**Problem to solve**
Reproduce all records verbatim.

#### Data shown ####

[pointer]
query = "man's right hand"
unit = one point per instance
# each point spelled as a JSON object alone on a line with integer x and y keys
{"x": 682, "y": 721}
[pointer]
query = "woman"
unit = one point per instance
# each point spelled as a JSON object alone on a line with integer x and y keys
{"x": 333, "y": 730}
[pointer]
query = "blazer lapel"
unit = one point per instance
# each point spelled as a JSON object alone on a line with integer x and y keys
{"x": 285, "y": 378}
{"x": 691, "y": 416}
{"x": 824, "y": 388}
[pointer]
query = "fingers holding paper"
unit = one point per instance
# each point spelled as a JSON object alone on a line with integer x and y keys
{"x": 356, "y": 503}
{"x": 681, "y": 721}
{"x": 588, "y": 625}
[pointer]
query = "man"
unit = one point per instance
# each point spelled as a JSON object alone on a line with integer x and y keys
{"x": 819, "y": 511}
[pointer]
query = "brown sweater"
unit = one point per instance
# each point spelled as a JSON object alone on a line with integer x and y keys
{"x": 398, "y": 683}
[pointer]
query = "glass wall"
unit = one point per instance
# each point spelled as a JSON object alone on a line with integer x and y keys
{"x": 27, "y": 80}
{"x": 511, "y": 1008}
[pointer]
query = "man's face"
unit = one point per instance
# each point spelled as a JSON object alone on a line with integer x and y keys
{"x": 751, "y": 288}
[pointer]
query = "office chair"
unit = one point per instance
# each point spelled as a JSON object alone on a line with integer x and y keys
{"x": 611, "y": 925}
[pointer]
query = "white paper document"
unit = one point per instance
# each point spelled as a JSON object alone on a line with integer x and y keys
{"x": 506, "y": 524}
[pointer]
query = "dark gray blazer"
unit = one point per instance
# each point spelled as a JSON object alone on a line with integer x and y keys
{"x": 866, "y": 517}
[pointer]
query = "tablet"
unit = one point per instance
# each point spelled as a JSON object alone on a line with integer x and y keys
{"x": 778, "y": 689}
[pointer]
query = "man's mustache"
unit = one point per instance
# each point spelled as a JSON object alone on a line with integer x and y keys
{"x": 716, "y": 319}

####

**Solved problem**
[pointer]
query = "man's right hand"
unit = one point per instance
# each point spelled as a JSON object alone on a line with integer x and y keys
{"x": 682, "y": 721}
[pointer]
query = "woman"
unit = one point per instance
# each point spelled as a JSON object alone on a line with integer x and y keys
{"x": 333, "y": 730}
[pointer]
query = "blazer lapel"
unit = one point per instance
# each point spelled as a JSON object alone on a line with integer x and y keys
{"x": 285, "y": 378}
{"x": 691, "y": 416}
{"x": 824, "y": 388}
[pointer]
query = "fingers holding paper"
unit = one point per instance
# each point spelled as a JSON object alone on a line with integer x and y keys
{"x": 356, "y": 503}
{"x": 681, "y": 721}
{"x": 588, "y": 625}
[pointer]
query = "man"
unit = one point per instance
# each point spelled as a JSON object alone on a line with integer x and y keys
{"x": 819, "y": 511}
[pointer]
query = "brown sweater"
unit = one point per instance
# each point spelled as a JSON object alone on a line with integer x and y keys
{"x": 398, "y": 683}
[pointer]
query = "glass wall"
unit = one point per instance
# each point spelled as a JSON object alone on a line with integer x and y keys
{"x": 27, "y": 80}
{"x": 511, "y": 1008}
[pointer]
query = "man's face"
unit = one point per instance
# each point spelled as a JSON object alone on a line with integer x and y keys
{"x": 751, "y": 288}
[pointer]
query = "office chair"
unit = one point per instance
# each point spelled as a JSON object alone on a line with integer x and y keys
{"x": 611, "y": 925}
[pointer]
query = "white paper document"
unit = one point per instance
# each point spelled as a JSON object alone on a line with integer x and y keys
{"x": 506, "y": 524}
[pointer]
query = "dark gray blazer"
unit = one point per instance
# each point spelled as a JSON object alone on a line with integer x and y keys
{"x": 866, "y": 517}
[pointer]
query = "tablet"
unit = one point per instance
# each point spelled as a JSON object alone on a line with integer x and y keys
{"x": 778, "y": 689}
[pointer]
query = "man's mustache"
unit = one point per instance
# each point spelled as a JSON object alone on a line with integer x and y keys
{"x": 716, "y": 319}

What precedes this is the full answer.